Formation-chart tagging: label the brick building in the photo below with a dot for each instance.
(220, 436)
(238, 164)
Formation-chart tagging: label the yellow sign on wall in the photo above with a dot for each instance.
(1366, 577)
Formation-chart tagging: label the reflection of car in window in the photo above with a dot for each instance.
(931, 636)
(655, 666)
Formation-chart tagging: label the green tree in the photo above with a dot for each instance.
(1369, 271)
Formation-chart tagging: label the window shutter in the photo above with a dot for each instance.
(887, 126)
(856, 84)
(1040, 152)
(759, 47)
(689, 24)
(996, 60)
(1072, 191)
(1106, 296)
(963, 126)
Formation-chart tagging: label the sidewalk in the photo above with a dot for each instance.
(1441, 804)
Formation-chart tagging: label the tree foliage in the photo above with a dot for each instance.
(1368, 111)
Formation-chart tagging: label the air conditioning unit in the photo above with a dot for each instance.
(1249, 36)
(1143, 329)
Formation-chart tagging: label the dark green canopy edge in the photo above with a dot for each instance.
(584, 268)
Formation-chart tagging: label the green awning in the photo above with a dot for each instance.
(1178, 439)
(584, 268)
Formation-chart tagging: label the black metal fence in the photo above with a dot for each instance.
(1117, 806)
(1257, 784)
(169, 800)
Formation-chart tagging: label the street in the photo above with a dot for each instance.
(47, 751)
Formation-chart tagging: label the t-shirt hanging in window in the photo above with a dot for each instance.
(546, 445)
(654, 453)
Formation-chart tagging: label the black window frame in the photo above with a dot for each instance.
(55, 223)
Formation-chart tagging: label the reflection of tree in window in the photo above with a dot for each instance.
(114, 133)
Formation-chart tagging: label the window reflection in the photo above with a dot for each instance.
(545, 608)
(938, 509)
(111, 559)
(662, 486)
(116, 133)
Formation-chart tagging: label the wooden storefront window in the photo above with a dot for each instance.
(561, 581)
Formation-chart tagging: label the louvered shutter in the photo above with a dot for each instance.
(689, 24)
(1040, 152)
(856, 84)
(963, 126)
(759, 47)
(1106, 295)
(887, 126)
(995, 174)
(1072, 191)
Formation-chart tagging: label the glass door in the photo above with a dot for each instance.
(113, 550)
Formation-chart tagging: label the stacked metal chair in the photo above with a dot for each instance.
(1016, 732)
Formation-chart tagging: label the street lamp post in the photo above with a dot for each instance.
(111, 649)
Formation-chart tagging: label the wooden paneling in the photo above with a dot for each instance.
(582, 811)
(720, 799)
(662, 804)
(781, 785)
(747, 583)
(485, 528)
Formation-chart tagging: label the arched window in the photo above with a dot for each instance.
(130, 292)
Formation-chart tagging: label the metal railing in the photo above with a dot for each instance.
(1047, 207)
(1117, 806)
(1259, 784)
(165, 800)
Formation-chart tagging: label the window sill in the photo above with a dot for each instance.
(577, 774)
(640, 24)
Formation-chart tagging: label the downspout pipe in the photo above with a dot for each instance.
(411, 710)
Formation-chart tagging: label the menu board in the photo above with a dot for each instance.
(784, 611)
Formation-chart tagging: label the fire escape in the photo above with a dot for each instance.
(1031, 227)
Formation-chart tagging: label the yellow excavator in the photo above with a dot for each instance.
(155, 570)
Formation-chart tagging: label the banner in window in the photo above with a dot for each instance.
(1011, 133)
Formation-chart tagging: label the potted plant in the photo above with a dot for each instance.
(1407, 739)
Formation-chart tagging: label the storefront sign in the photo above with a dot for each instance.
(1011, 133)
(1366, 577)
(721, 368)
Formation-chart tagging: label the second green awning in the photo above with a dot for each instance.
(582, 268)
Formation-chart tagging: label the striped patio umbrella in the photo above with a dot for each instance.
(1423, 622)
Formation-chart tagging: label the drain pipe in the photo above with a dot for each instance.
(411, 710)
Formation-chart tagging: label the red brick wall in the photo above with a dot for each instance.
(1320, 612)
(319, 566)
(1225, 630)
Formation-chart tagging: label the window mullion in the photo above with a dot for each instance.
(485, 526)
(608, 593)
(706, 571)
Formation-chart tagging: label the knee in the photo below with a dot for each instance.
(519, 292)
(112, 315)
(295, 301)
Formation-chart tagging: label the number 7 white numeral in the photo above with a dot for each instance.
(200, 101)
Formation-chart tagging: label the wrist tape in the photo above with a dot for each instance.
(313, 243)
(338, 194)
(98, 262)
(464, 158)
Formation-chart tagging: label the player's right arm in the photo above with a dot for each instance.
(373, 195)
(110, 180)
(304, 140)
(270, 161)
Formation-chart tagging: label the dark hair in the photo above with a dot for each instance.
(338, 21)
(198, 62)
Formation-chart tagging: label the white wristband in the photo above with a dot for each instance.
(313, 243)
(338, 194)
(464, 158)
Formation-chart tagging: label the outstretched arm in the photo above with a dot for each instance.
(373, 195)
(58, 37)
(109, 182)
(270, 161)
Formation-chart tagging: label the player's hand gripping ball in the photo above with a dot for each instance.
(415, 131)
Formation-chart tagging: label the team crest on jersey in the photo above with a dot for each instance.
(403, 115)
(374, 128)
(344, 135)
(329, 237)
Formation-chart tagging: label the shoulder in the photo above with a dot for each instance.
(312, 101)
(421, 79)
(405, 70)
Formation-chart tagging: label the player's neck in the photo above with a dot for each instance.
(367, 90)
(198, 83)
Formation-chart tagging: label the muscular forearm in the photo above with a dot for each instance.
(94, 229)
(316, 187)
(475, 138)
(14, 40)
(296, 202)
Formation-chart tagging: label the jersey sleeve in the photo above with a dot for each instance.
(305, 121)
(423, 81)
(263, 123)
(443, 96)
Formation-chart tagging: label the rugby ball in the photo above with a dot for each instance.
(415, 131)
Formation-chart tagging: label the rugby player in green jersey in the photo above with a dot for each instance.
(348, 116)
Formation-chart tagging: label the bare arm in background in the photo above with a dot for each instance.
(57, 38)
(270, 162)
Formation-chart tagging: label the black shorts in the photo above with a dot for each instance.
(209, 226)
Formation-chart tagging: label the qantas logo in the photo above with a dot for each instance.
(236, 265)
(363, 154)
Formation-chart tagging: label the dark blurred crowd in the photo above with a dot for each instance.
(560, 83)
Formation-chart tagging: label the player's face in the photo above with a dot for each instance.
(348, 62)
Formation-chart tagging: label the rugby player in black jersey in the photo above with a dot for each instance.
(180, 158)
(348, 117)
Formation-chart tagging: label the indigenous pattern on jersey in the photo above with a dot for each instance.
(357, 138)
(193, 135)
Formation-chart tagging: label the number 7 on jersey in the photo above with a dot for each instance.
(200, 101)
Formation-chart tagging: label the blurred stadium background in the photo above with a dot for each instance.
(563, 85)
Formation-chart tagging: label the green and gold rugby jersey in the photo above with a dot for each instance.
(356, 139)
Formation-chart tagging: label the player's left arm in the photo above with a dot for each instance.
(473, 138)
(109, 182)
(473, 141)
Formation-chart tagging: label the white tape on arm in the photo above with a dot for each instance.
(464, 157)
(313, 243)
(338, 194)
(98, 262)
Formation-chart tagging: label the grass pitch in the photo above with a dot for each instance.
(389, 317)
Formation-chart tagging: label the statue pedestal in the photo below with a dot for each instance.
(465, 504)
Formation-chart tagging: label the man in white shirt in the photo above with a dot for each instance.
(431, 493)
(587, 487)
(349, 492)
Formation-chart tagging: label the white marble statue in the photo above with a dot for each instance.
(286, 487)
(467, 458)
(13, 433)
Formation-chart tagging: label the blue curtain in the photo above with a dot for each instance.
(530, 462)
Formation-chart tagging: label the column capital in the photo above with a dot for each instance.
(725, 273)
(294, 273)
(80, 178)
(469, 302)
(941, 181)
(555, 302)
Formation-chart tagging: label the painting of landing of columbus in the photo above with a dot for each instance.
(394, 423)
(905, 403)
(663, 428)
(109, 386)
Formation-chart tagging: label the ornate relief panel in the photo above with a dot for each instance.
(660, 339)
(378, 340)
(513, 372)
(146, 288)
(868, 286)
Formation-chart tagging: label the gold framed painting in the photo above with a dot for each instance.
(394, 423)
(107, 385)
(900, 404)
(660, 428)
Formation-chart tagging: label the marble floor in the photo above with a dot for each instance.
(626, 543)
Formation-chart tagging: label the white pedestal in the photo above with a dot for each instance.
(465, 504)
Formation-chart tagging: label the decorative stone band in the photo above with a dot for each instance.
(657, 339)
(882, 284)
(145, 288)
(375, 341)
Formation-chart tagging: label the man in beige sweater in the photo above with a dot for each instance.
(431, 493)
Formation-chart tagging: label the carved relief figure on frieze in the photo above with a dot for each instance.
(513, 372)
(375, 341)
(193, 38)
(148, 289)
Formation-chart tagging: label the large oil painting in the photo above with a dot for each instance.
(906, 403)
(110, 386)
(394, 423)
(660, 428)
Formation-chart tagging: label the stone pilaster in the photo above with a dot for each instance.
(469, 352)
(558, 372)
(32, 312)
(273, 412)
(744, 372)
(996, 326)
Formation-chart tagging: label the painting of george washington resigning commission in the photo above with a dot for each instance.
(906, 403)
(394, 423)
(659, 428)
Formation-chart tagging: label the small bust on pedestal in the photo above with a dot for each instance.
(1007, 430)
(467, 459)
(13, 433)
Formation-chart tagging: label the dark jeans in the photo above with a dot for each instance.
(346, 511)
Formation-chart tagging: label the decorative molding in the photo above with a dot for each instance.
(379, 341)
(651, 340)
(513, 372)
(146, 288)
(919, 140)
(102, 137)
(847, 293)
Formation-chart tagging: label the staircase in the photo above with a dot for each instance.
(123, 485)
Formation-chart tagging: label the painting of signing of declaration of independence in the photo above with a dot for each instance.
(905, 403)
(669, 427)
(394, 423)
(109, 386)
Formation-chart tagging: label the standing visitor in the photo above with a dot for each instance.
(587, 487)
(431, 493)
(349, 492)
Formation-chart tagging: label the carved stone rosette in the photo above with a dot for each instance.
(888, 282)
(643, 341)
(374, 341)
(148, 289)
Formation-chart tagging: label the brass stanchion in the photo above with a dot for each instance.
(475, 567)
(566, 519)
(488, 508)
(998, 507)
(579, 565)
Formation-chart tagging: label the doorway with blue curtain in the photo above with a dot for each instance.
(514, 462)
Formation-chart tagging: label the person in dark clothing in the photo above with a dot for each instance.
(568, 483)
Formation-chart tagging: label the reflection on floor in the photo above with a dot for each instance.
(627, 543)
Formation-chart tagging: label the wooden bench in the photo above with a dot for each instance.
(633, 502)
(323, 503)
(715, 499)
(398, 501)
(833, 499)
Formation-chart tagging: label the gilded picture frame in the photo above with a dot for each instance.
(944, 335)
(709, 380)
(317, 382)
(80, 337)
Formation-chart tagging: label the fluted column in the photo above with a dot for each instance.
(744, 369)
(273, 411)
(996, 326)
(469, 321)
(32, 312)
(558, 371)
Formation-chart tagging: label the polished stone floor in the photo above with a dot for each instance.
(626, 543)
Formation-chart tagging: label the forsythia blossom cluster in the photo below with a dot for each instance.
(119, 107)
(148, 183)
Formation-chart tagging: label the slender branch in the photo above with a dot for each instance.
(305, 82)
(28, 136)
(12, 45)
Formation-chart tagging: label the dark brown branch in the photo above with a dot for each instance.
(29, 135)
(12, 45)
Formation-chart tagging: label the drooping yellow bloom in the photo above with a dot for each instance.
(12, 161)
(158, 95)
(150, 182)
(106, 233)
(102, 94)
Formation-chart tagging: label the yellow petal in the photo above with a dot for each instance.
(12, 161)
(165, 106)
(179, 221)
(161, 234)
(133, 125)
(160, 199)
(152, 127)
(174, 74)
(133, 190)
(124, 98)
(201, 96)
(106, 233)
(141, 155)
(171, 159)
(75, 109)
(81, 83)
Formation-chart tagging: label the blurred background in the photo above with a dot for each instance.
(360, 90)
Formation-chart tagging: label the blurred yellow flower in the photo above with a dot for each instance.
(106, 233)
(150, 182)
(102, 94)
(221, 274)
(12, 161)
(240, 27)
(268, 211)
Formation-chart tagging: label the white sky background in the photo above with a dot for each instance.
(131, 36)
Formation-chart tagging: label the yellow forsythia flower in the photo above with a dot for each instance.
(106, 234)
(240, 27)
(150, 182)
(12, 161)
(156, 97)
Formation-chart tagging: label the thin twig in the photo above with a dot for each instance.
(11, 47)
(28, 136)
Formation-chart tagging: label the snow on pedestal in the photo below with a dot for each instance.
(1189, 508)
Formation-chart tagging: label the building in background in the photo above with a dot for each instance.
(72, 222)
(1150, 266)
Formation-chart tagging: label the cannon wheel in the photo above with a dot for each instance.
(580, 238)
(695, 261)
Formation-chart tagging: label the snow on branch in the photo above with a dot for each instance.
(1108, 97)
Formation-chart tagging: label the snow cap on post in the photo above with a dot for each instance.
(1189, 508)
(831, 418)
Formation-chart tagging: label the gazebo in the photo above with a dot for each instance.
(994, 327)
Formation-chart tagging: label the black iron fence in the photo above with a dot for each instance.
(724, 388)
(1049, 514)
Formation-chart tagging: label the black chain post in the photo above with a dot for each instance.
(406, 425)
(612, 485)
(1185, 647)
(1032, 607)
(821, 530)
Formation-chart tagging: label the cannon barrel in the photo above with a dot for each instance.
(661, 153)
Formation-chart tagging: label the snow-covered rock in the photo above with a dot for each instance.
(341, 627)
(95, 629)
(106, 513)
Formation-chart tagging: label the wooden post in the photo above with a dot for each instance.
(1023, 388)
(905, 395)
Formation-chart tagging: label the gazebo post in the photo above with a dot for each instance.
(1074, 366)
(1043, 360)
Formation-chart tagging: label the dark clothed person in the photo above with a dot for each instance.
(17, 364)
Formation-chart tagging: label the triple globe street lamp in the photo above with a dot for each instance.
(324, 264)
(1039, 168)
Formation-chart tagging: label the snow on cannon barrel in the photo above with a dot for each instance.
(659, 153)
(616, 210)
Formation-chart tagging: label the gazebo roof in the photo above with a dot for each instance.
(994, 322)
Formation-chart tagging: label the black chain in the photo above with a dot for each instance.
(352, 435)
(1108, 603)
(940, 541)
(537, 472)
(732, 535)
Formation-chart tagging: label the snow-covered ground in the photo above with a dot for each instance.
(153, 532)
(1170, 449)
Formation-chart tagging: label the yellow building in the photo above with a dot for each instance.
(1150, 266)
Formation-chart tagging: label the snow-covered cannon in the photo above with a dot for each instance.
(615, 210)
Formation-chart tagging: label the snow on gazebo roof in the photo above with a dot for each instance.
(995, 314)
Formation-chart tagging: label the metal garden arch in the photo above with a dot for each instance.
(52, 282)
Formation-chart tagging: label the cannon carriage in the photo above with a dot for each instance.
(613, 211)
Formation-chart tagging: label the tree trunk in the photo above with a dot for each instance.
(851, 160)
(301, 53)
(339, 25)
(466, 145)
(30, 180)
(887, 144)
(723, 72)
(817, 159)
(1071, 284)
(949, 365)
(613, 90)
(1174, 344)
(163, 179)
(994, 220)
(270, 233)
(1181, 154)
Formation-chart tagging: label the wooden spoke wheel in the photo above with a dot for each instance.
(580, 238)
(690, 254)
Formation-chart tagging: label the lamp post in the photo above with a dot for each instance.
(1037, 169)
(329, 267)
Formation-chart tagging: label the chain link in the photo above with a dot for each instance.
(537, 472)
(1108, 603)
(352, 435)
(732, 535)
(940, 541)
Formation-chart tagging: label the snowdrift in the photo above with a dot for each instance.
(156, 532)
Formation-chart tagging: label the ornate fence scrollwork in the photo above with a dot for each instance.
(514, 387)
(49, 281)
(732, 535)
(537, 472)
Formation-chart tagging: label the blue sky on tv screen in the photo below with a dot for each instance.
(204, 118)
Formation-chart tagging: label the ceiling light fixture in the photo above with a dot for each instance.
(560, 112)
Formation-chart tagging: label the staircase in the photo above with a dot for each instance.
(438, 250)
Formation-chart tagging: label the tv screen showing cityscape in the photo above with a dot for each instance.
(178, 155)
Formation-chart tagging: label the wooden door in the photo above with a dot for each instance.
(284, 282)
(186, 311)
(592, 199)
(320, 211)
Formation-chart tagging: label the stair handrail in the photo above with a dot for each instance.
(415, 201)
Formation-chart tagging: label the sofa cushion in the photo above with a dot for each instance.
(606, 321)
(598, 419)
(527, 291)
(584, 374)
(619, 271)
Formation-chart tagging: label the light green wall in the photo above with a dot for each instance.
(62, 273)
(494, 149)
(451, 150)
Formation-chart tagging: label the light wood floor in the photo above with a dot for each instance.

### Do this
Copy out the lines of the listing verbatim, beginning with the line containing "Formation-chart tagging: label the drain" and continuing through the line containing "(1225, 630)".

### Reply to the exercise
Formation-chart tagging: label the drain pipe in the photo above with a dot for each instance.
(411, 710)
Formation-chart tagging: label the red brick wall in the photo above with a dot for each instance.
(1320, 612)
(319, 566)
(1225, 630)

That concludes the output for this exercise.